## TASK GOAL
Please rewrite in full the lines below, from the line that contains "In this exercise you will point out the arched" through the line that contains "[(303, 197), (159, 195), (119, 171)]", both ends included, and raise by 123 only the coordinates listed after each "Answer —". Leave every other number unchanged and give only those lines.

## AVAILABLE DATA

— Begin —

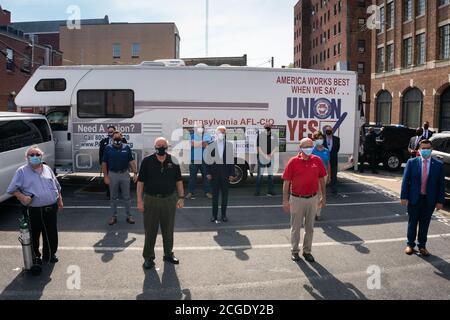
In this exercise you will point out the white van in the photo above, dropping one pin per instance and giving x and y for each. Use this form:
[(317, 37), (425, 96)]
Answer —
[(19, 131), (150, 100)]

— End —
— Begin —

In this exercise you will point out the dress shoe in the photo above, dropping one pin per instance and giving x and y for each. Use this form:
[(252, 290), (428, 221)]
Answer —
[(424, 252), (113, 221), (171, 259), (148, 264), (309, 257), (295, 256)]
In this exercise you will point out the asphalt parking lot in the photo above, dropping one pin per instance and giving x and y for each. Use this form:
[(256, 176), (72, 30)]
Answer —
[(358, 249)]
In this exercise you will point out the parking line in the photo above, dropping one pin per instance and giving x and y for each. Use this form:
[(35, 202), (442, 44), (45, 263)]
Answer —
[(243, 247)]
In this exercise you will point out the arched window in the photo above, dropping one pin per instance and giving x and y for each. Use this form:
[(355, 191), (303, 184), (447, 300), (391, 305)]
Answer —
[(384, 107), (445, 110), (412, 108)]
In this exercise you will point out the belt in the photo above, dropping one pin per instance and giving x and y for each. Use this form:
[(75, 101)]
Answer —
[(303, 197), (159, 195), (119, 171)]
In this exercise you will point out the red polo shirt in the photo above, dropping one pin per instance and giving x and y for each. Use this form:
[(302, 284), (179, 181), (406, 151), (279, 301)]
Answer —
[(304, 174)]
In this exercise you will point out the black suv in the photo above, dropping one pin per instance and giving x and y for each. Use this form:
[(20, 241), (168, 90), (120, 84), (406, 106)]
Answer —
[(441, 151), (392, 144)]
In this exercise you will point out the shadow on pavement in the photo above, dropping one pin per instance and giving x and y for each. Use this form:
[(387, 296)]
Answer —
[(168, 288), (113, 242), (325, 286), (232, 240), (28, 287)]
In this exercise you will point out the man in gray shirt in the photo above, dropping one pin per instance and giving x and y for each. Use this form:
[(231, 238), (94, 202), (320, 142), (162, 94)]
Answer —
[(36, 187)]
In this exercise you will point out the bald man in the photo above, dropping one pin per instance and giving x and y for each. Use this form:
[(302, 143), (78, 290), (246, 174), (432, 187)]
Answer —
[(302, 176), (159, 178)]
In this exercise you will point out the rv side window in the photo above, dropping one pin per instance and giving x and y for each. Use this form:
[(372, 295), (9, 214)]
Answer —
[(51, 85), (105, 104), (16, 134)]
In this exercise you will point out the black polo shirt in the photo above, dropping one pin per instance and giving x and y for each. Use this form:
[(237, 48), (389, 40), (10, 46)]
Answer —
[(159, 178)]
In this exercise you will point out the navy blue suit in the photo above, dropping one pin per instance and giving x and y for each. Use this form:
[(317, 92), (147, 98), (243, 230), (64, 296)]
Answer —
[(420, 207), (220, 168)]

— End —
— Begin —

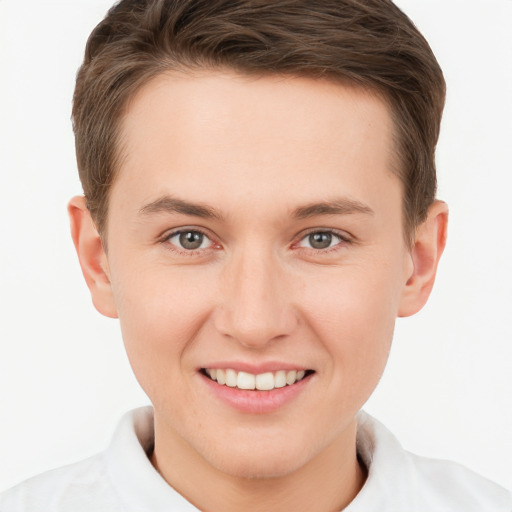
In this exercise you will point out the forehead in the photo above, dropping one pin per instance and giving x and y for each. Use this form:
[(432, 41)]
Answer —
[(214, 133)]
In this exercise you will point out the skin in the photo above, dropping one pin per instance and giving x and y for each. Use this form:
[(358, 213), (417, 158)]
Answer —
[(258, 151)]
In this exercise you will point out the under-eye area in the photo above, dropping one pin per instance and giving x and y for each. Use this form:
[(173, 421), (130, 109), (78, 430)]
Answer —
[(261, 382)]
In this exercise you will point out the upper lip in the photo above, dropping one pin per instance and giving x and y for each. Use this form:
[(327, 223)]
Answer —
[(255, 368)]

— End —

## RESULT FOR THIS TASK
In this exercise you will point out the arched window in the photo above, dropping one pin per instance and giving x and y for each. Use this form:
[(355, 191), (303, 184), (447, 300), (391, 305)]
Answer —
[(507, 230), (568, 233), (535, 231)]
In this exercise you will point out the belt in the photo above, dropping one pin per instance and giving x and y for each. Use this form:
[(75, 101)]
Answer —
[(426, 320), (282, 318), (242, 294)]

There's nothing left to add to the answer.